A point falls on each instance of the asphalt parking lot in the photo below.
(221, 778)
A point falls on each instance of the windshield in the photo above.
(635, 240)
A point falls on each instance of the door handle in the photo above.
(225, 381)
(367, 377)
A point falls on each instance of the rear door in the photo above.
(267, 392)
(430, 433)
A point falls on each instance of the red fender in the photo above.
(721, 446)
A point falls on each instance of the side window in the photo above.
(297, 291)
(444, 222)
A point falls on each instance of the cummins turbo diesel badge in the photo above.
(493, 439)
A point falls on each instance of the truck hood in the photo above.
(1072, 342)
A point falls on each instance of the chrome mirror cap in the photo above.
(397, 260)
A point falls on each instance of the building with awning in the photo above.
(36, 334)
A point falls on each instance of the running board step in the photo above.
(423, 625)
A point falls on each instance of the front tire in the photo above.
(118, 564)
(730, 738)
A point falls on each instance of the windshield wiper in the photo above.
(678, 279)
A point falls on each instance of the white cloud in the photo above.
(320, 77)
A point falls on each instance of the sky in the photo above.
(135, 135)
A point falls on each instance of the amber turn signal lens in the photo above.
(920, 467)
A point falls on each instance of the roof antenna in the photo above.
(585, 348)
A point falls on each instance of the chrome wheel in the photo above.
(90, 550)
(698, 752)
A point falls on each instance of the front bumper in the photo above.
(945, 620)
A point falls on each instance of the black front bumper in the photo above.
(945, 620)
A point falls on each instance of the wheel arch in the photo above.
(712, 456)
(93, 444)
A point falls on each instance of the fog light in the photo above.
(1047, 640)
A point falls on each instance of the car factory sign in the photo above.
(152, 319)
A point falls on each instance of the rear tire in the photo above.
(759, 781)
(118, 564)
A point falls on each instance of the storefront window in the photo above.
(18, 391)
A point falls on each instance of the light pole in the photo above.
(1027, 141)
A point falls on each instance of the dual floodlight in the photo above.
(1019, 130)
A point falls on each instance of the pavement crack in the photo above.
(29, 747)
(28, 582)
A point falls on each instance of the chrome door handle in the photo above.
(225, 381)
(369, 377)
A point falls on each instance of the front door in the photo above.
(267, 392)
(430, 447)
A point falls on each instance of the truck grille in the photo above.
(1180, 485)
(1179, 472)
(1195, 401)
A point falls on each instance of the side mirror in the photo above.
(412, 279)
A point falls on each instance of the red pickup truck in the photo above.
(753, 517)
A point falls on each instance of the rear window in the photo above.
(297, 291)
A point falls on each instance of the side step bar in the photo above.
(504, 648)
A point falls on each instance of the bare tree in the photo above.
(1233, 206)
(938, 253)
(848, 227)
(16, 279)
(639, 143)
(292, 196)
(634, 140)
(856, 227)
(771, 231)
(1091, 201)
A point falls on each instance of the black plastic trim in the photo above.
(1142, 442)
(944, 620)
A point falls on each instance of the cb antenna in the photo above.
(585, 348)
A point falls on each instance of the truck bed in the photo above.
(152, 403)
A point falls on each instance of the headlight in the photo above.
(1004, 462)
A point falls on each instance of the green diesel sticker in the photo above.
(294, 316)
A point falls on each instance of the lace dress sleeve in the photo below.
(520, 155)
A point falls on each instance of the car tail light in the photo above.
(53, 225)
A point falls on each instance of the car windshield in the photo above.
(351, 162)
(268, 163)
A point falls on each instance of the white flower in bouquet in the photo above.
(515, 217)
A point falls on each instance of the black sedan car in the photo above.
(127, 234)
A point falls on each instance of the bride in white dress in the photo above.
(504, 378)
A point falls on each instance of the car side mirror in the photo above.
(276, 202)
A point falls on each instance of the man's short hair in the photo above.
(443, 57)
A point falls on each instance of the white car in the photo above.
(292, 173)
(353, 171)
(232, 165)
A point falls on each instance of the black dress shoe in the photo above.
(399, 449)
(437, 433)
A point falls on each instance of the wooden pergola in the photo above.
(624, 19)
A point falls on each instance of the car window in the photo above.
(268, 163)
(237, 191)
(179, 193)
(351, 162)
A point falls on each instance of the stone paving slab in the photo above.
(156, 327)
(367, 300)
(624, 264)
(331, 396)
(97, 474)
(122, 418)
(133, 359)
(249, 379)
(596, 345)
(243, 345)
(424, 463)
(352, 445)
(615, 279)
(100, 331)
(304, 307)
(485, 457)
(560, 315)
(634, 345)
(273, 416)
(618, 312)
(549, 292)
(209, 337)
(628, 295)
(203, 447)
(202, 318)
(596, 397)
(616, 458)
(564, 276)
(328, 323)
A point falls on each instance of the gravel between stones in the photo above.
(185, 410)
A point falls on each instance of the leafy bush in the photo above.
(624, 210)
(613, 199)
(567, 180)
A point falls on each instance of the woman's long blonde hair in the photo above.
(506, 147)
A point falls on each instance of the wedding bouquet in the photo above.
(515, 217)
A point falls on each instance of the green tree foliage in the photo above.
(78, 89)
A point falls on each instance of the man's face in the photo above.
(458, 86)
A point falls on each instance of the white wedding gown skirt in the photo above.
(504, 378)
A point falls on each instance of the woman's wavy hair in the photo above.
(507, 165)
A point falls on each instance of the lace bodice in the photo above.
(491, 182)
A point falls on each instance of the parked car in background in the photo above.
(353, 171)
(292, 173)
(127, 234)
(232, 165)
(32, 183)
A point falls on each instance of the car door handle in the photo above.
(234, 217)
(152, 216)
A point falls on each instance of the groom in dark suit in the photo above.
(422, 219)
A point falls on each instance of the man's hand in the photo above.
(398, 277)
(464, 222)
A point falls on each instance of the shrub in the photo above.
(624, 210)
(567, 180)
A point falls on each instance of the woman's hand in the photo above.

____________________

■ What is required
Reproduce every line above verbatim, from the first through the last.

■ Output for this task
A point falls on each instance of the asphalt parking lot in the photo below.
(221, 778)
A point falls on each instance of the windshield in the photo above.
(635, 240)
A point falls on each instance of the door handle in the photo above.
(225, 381)
(367, 377)
A point falls on each instance of the rear door in the photo above.
(267, 392)
(430, 433)
A point falls on each instance of the red fender in the photo above.
(721, 446)
A point falls on each instance of the side window in the photo above.
(297, 291)
(444, 222)
A point falls on each instance of the cummins turbo diesel badge in the photo above.
(493, 439)
A point falls on each instance of the truck hood in the photo above.
(1072, 342)
A point falls on each instance of the chrome mirror cap in the photo above.
(397, 260)
A point falls on each instance of the building with awning in the photo above.
(36, 334)
A point falls on each instance of the running board step in the photo above.
(423, 625)
A point falls on each instance of the front tire in the photo above.
(118, 564)
(730, 738)
A point falls on each instance of the windshield wiper in the photo above.
(678, 279)
A point falls on each instance of the white cloud in the photo above.
(320, 77)
A point falls on each instance of the sky in the photo above.
(135, 135)
A point falls on each instance of the amber turn signal lens in the photo above.
(920, 467)
A point falls on each instance of the roof antenna in the photo above.
(585, 348)
A point falls on each instance of the chrome wheel in the photo above.
(90, 550)
(698, 752)
A point falls on each instance of the front bumper in the photo above.
(945, 620)
A point falls on each instance of the black front bumper in the photo above.
(945, 620)
A point falls on each instance of the wheel arch in the photo above.
(712, 456)
(93, 444)
A point falls on each instance of the fog light in the photo above.
(1047, 640)
A point falls on each instance of the car factory sign in the photo above.
(152, 319)
A point falls on each instance of the rear tire in the photo above.
(759, 781)
(118, 564)
A point falls on each instance of the storefront window in the photo above.
(18, 391)
A point falls on each instance of the light pole in the photo above.
(1027, 141)
A point falls on each instance of the dual floodlight in the photo above.
(1019, 130)
A point falls on each instance of the pavement crack in the photo above.
(29, 747)
(28, 582)
A point falls on each instance of the chrome door handle in the photo above.
(225, 381)
(369, 377)
A point falls on each instance of the front door in the photo above.
(267, 392)
(430, 447)
A point falls on each instance of the truck grille in the photo above.
(1180, 485)
(1179, 472)
(1195, 401)
A point falls on each instance of the side mirror in the photo above.
(412, 279)
A point falls on each instance of the red pickup truck in the photo above.
(753, 517)
A point falls on each instance of the rear window in the photo above.
(297, 291)
A point falls on each instance of the side step bar in the photo above.
(504, 648)
A point falls on each instance of the bare tree in the photo above.
(1233, 206)
(938, 253)
(848, 227)
(16, 279)
(639, 143)
(292, 196)
(634, 140)
(856, 227)
(771, 231)
(1091, 201)
A point falls on each instance of the black plastic trim in the photo above.
(1142, 442)
(944, 620)
A point falls on each instance of the cb antenna in the photo above.
(585, 348)
A point falls on each instance of the truck bed in the photo above.
(152, 403)
A point falls on each instance of the headlight in the photo above.
(1004, 462)
A point falls on each instance of the green diesel sticker in the photo above.
(294, 316)
A point falls on each instance of the lace dress sleeve in the photo below.
(520, 155)
A point falls on each instance of the car tail light in the photo above.
(53, 225)
A point falls on each instance of the car windshield in the photo above.
(351, 162)
(268, 163)
A point falls on each instance of the white flower in bouquet in the photo above.
(515, 217)
A point falls on each instance of the black sedan car in the photo above.
(127, 234)
A point falls on each instance of the bride in white dress in the photo above.
(504, 378)
A point falls on each instance of the car side mirror in the photo above.
(276, 202)
A point falls on each instance of the man's short hair in the photo above.
(443, 57)
A point falls on each instance of the white car in the photo above.
(292, 173)
(353, 171)
(232, 165)
A point falls on each instance of the black dress shoe in the photo above.
(399, 449)
(437, 433)
A point falls on each instance of the wooden pergola in the photo above.
(624, 19)
A point falls on each instance of the car window in the photo above.
(268, 163)
(237, 191)
(179, 193)
(351, 162)
A point falls on each instance of the stone paving slab in the photo above.
(156, 327)
(367, 300)
(624, 264)
(331, 396)
(97, 474)
(122, 418)
(133, 359)
(249, 379)
(596, 345)
(243, 345)
(424, 463)
(352, 445)
(615, 279)
(100, 331)
(304, 307)
(485, 457)
(560, 315)
(634, 345)
(273, 416)
(618, 312)
(549, 292)
(209, 337)
(628, 295)
(203, 447)
(202, 318)
(596, 397)
(616, 458)
(564, 276)
(328, 323)
A point falls on each instance of the gravel between stones in the photo above.
(185, 410)
A point falls on each instance of the leafy bush in the photo above.
(624, 210)
(613, 199)
(567, 180)
A point falls on each instance of the woman's long blonde hair in the photo above.
(506, 147)
A point falls on each instance of the wedding bouquet in the photo above.
(515, 217)
A point falls on each instance of the green tree foliage in the photo above.
(78, 89)
A point falls on each instance of the man's face in the photo above.
(458, 86)
A point falls on each instance of the white wedding gown skirt in the photo above.
(504, 378)
A point falls on each instance of the woman's wavy hair in the photo above.
(507, 165)
A point falls on each instance of the lace bodice in the photo above.
(491, 182)
A point falls on each instance of the parked car in background in the photo above.
(353, 171)
(292, 173)
(127, 234)
(232, 165)
(32, 183)
A point falls on each instance of the car door handle in the photo above.
(234, 217)
(152, 216)
A point falls on each instance of the groom in dark suit in the photo above.
(422, 219)
A point falls on each instance of the man's hand in the photo above.
(398, 277)
(464, 222)
A point falls on each instance of the shrub in the photo above.
(624, 210)
(567, 180)
A point falls on each instance of the woman's hand in the photo above.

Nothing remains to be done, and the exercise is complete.